-- BEGIN TEXT PROVIDED --

使用4个16位定时器进行400hz PWM

Question

I'm dealing with arduino mega based quadcopter and trying to make PWM frequency for 4 motors - 400hz each.
I've found an interesting solution where 4 ATmega2560 16bit timers are used to control 4 ESCs with PWM so it could reach 400hz frequency. 700 to 2000µs are normal pulse widths ESC are dealing with.
1sec/REFRESH_INTERVAL = 1/0.0025 = 400hz.

this is servo.h lib:
#define MIN_PULSE_WIDTH       700     // the shortest pulse sent to a servo  
#define MAX_PULSE_WIDTH      2000     // the longest pulse sent to a servo 
#define DEFAULT_PULSE_WIDTH  1000     // default pulse width when servo is attached
#define REFRESH_INTERVAL     2500     // minimum time to refresh servos in microseconds 

#define SERVOS_PER_TIMER       1     // the maximum number of servos controlled by one timer 
#define MAX_SERVOS   (_Nbr_16timers  * SERVOS_PER_TIMER)

The problem is to make it work each PWM should be controlled with 1 16bit timer. Otherwize, say, 2 escs on 1 timer would give 200hz. So all of 16bit timers are busy controlling 4 ESC but I still need to read input PPM from receiver. To do so I need at least one more 16bit timer which I don't have anymore.
It's still one 8bit timer free bit it can only read 0..255 numbers while normal number escs operate with are 1000..2000 and stuff.

So what would happen if I'll use same 16bit timer for both pwm and ppm reading? Would it work? Would it decrease speed drastically?
I have arduino working in pair with Raspberry Pi which controls data filtering, debugging, and stuff, is it better to move ppm reading to Raspberry?

Answer 1

To answer one of your questions:

So what would happen if I'll use same 16bit timer for both pwm and ppm reading? Would it work?

Yes. When your pin change interrupt fires you may just read the current TCNT value to find out how long it has been since the last one. This will not in any way interfere with the timer's hardware PWM operation.

Would it decrease speed drastically?

-- END TEXT PROVIDED --
-- BEGIN INFORMATION SHOWN --

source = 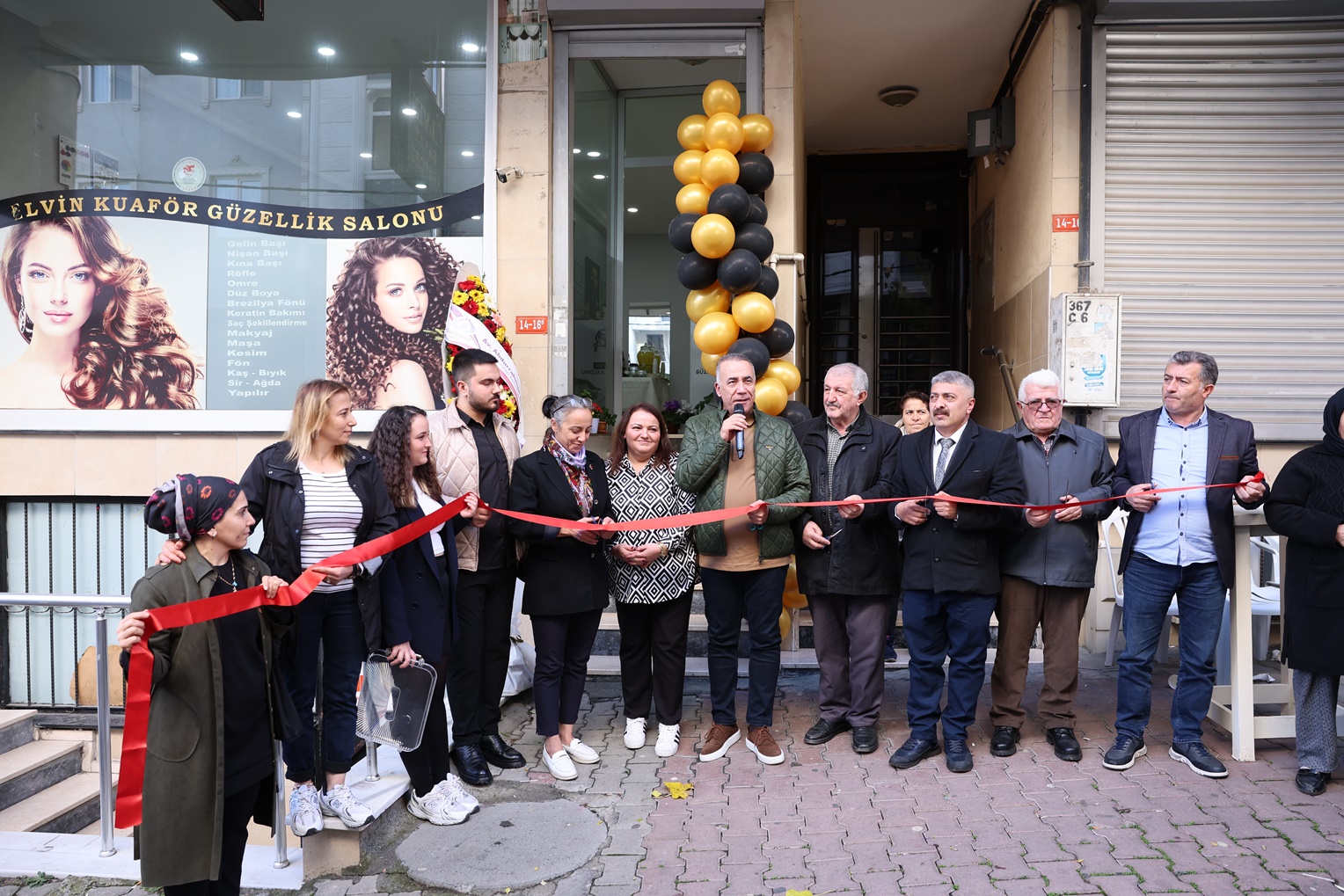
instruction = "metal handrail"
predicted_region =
[0,591,289,868]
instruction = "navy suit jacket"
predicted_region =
[380,506,471,664]
[891,420,1026,594]
[1112,408,1268,588]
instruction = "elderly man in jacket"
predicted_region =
[676,354,810,766]
[990,371,1115,761]
[793,364,901,754]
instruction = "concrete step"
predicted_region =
[0,771,115,834]
[0,740,84,810]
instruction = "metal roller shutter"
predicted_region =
[1099,23,1344,441]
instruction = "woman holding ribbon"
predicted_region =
[508,395,611,781]
[1265,390,1344,797]
[608,402,699,758]
[117,473,295,896]
[369,404,479,825]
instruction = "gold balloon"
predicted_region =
[741,115,774,152]
[685,283,733,324]
[690,215,736,259]
[705,112,743,153]
[676,115,705,152]
[692,311,736,354]
[764,357,802,394]
[700,149,741,190]
[672,149,705,184]
[676,182,714,215]
[733,293,774,334]
[700,78,741,115]
[757,375,789,417]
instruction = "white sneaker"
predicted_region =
[654,723,682,759]
[542,744,580,781]
[625,718,649,749]
[285,784,323,837]
[435,772,481,815]
[318,784,374,830]
[565,738,602,766]
[405,786,471,825]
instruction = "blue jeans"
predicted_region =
[285,588,367,790]
[902,591,998,740]
[1115,553,1227,744]
[700,567,789,728]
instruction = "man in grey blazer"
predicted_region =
[1102,352,1268,778]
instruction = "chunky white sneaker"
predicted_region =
[654,723,682,759]
[405,786,471,825]
[542,744,580,781]
[625,718,649,749]
[435,772,481,815]
[565,738,599,766]
[318,784,374,830]
[285,784,323,837]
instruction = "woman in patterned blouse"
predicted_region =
[608,402,697,758]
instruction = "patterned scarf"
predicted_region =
[542,428,593,516]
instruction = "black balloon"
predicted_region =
[746,196,771,224]
[714,249,761,293]
[705,184,751,227]
[756,265,779,298]
[726,336,771,376]
[756,317,797,357]
[733,224,774,262]
[668,211,700,252]
[738,152,774,193]
[779,402,812,426]
[676,252,720,288]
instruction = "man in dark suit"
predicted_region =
[890,371,1026,772]
[1102,352,1267,778]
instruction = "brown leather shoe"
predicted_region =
[700,724,741,761]
[748,725,784,766]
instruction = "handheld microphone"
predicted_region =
[733,404,748,461]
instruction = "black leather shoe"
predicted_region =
[1297,769,1331,797]
[450,744,494,787]
[887,738,939,769]
[1046,728,1084,761]
[942,740,975,774]
[476,735,527,769]
[990,725,1021,758]
[802,718,850,747]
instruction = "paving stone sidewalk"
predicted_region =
[12,652,1344,896]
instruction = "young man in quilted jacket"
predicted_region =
[676,354,812,766]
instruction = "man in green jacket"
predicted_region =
[676,354,812,766]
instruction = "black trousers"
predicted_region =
[164,774,267,896]
[448,567,517,746]
[402,659,451,797]
[616,591,690,725]
[532,610,603,738]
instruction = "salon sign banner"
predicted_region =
[0,186,484,239]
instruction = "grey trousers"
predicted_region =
[807,594,891,725]
[1293,669,1340,772]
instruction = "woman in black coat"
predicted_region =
[1265,390,1344,797]
[508,395,611,781]
[369,404,479,825]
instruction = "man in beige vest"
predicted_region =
[428,348,527,786]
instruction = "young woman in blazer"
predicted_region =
[508,395,611,781]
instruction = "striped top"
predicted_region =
[298,463,364,593]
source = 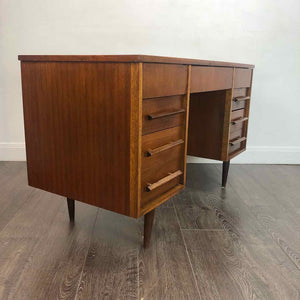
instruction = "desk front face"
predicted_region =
[21,58,252,217]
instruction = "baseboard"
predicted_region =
[0,143,300,164]
[187,146,300,165]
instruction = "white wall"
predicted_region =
[0,0,300,163]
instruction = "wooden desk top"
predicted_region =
[18,54,254,69]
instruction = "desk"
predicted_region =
[19,55,254,247]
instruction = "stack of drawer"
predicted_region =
[228,75,250,158]
[141,64,187,209]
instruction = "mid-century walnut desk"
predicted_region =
[19,55,254,247]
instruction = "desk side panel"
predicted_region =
[21,62,136,215]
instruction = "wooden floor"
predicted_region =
[0,162,300,300]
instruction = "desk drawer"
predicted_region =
[142,95,186,135]
[143,63,188,99]
[230,109,248,136]
[228,137,247,155]
[141,127,184,205]
[229,126,243,141]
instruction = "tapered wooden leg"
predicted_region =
[144,209,155,249]
[67,198,75,222]
[222,160,230,187]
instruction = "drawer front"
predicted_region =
[229,126,243,141]
[228,142,245,155]
[231,88,250,111]
[231,109,245,121]
[191,66,233,93]
[141,127,184,206]
[142,95,186,135]
[230,109,248,136]
[143,63,188,99]
[234,69,252,88]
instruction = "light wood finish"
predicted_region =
[191,66,233,93]
[19,55,254,247]
[146,170,182,192]
[143,63,187,99]
[0,162,300,300]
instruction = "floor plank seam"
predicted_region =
[227,169,300,270]
[0,190,35,232]
[74,208,99,300]
[254,210,300,271]
[181,228,226,232]
[173,203,201,299]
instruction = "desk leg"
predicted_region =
[144,209,155,249]
[67,198,75,222]
[222,160,230,187]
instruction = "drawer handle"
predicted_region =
[148,109,185,120]
[146,139,184,156]
[231,117,248,125]
[229,137,247,146]
[146,170,182,192]
[233,96,250,102]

-- END INFORMATION SHOWN --

- **WHAT YOU ARE ASKED TO DO**
Can you print, word for word, the part of the quadcopter PWM thread from "1sec/REFRESH_INTERVAL = 1/0.0025" to "don't have anymore."?

- **ANSWER**
1sec/REFRESH_INTERVAL = 1/0.0025 = 400hz.

this is servo.h lib:
#define MIN_PULSE_WIDTH       700     // the shortest pulse sent to a servo  
#define MAX_PULSE_WIDTH      2000     // the longest pulse sent to a servo 
#define DEFAULT_PULSE_WIDTH  1000     // default pulse width when servo is attached
#define REFRESH_INTERVAL     2500     // minimum time to refresh servos in microseconds 

#define SERVOS_PER_TIMER       1     // the maximum number of servos controlled by one timer 
#define MAX_SERVOS   (_Nbr_16timers  * SERVOS_PER_TIMER)

The problem is to make it work each PWM should be controlled with 1 16bit timer. Otherwize, say, 2 escs on 1 timer would give 200hz. So all of 16bit timers are busy controlling 4 ESC but I still need to read input PPM from receiver. To do so I need at least one more 16bit timer which I don't have anymore.